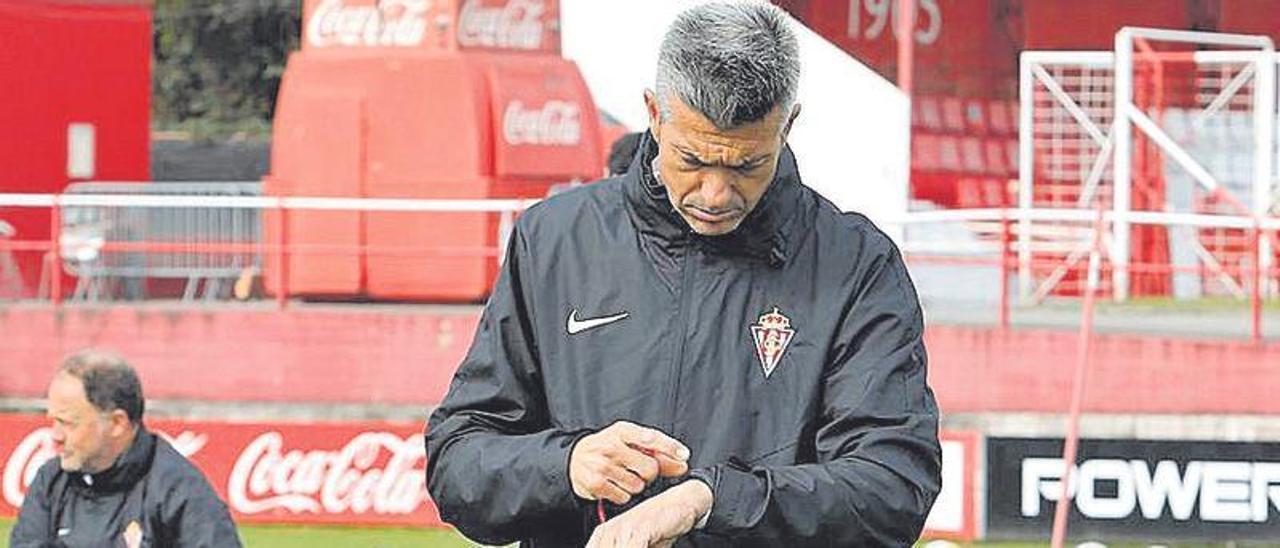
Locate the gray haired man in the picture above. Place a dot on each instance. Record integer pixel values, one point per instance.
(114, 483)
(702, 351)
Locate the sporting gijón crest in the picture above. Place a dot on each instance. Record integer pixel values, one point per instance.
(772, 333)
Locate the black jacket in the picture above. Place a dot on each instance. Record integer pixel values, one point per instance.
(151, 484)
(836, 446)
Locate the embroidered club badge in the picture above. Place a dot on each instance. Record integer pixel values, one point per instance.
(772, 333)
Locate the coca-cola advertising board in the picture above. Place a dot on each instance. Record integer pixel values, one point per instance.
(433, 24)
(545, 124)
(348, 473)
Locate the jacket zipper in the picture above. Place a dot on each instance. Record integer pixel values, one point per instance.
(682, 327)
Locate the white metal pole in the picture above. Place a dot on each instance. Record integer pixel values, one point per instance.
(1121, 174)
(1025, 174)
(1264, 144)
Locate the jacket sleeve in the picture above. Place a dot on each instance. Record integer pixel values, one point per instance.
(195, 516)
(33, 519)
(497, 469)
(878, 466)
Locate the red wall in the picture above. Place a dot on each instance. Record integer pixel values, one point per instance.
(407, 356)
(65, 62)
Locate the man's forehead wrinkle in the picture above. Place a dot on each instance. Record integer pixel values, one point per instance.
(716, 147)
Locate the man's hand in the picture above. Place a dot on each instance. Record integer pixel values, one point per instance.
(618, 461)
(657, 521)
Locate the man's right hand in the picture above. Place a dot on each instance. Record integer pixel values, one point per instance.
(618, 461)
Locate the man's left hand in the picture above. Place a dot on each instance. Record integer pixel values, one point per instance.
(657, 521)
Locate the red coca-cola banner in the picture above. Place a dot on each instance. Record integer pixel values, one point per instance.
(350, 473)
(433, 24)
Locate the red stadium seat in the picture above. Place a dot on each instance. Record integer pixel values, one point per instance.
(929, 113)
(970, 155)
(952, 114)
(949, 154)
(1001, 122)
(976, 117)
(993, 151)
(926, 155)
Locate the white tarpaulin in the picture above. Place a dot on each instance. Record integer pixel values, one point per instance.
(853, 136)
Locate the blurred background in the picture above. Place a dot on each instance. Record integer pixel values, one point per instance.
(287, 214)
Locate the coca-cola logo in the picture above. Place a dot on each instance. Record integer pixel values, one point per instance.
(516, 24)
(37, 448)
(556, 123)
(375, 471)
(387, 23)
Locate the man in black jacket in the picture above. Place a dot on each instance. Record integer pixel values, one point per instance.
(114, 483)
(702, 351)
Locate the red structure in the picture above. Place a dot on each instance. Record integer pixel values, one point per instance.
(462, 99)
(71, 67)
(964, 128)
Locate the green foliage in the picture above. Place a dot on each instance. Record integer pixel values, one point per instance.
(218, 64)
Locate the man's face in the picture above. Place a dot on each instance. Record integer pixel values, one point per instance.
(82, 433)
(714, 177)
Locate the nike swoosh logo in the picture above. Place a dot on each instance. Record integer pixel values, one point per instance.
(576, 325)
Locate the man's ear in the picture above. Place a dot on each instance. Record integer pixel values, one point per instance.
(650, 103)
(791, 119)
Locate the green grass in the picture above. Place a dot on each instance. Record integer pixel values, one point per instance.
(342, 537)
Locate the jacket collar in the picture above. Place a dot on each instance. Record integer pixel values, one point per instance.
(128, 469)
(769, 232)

- - - - -

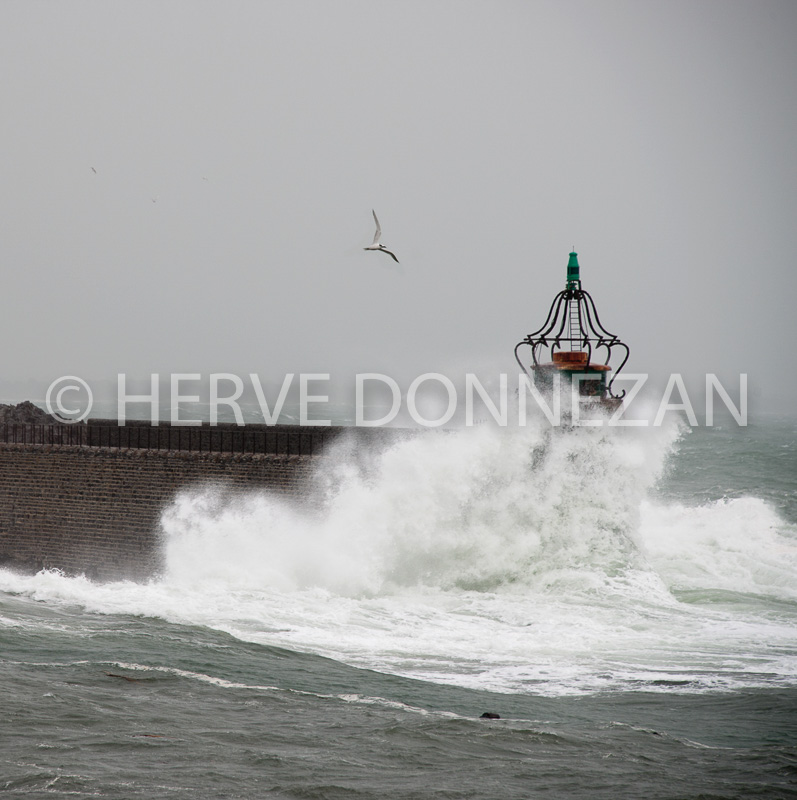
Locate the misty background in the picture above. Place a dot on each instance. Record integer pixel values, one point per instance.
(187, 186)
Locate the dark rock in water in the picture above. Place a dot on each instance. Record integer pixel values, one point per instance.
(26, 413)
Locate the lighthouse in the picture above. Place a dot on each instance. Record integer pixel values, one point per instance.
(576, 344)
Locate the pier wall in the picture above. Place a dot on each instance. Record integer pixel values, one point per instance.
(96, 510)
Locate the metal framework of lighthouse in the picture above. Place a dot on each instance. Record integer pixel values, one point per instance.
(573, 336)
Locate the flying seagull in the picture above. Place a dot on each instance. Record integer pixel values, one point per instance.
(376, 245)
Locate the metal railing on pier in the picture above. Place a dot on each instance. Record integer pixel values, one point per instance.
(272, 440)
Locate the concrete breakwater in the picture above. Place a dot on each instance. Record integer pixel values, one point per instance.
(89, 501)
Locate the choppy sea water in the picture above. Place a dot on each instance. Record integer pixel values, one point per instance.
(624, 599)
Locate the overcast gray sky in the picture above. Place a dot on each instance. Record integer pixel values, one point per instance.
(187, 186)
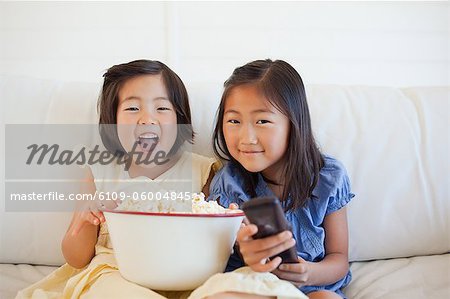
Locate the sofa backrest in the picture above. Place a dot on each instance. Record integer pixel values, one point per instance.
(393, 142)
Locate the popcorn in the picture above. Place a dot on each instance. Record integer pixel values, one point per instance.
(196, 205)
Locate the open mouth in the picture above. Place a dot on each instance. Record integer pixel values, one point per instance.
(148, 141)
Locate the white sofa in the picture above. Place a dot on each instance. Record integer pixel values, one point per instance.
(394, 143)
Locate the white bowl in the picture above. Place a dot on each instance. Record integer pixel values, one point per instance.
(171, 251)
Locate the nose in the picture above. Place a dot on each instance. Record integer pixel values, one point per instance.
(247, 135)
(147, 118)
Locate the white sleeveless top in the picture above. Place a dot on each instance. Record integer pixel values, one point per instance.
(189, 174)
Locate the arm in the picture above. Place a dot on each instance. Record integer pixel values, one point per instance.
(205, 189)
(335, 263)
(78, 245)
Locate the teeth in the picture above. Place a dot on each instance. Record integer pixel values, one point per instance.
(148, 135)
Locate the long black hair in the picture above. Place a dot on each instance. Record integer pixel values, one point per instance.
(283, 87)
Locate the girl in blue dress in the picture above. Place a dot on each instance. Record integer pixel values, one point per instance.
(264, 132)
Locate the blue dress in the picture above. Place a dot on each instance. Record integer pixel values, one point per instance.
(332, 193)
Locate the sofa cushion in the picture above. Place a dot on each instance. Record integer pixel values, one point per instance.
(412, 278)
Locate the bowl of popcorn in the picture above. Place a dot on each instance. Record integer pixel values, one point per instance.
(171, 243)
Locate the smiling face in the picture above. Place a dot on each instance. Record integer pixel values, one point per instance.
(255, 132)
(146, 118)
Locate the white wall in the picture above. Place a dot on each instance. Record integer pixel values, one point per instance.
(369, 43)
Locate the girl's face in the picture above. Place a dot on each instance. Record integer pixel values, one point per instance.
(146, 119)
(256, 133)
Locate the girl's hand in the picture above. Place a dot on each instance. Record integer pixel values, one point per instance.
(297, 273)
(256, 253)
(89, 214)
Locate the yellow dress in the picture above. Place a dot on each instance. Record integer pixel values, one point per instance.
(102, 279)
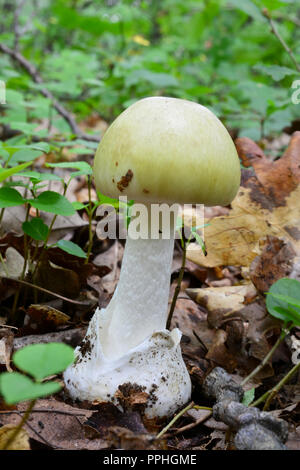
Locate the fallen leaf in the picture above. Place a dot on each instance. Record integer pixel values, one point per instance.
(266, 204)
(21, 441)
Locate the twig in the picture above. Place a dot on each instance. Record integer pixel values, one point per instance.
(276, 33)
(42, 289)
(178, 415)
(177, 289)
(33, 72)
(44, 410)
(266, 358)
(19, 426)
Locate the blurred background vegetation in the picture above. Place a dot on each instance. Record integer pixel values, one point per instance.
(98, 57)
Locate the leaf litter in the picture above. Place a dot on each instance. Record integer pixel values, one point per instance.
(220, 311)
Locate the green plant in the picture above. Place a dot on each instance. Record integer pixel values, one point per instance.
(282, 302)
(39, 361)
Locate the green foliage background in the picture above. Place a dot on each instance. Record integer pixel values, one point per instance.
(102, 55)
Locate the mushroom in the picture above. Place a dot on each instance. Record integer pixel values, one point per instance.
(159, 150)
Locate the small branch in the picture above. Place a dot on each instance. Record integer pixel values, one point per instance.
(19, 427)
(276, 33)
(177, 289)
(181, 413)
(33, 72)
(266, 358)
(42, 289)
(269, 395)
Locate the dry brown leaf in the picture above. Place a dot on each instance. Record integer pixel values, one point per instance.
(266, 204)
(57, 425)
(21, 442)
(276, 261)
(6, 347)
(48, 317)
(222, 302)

- - - - -

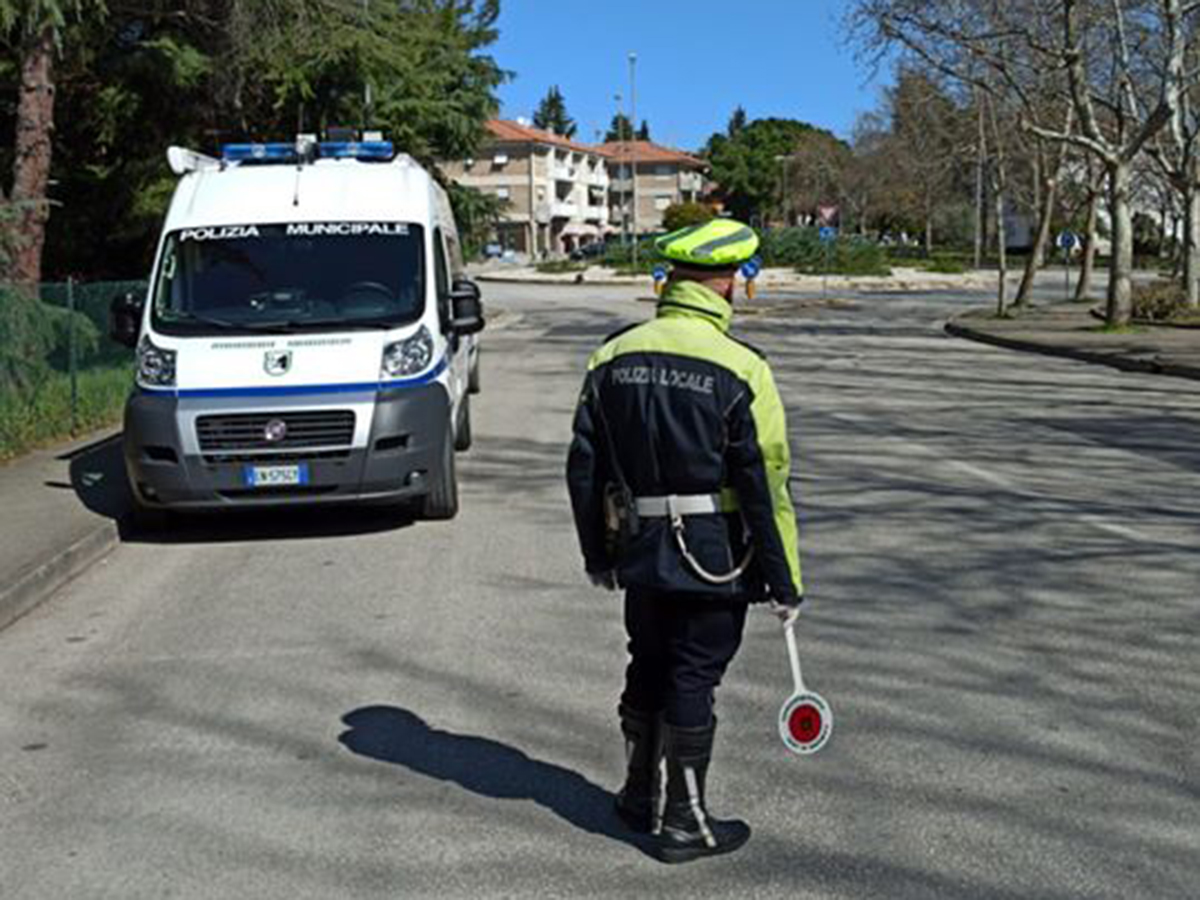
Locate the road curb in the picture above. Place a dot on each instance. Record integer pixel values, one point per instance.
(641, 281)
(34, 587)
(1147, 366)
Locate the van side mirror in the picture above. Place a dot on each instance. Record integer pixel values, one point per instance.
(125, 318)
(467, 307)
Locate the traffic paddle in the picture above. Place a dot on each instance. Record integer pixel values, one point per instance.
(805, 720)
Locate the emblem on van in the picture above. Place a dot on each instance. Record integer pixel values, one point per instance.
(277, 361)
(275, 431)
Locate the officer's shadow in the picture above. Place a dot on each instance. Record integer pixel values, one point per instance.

- - - - -

[Problem to work on]:
Please show each line of the records that contains the word "leaf".

[Exercise output]:
Locate the fallen leaf in the picture above. Place a dot on each instance. Record integer pixel values, one point per instance.
Locate the leaf litter in the picture above. Place a dot on each instance. Record integer pixel values, one point per instance.
Locate the dry brown leaf in the picture above. Place a dot on each instance. Record integer pixel values, one point per instance.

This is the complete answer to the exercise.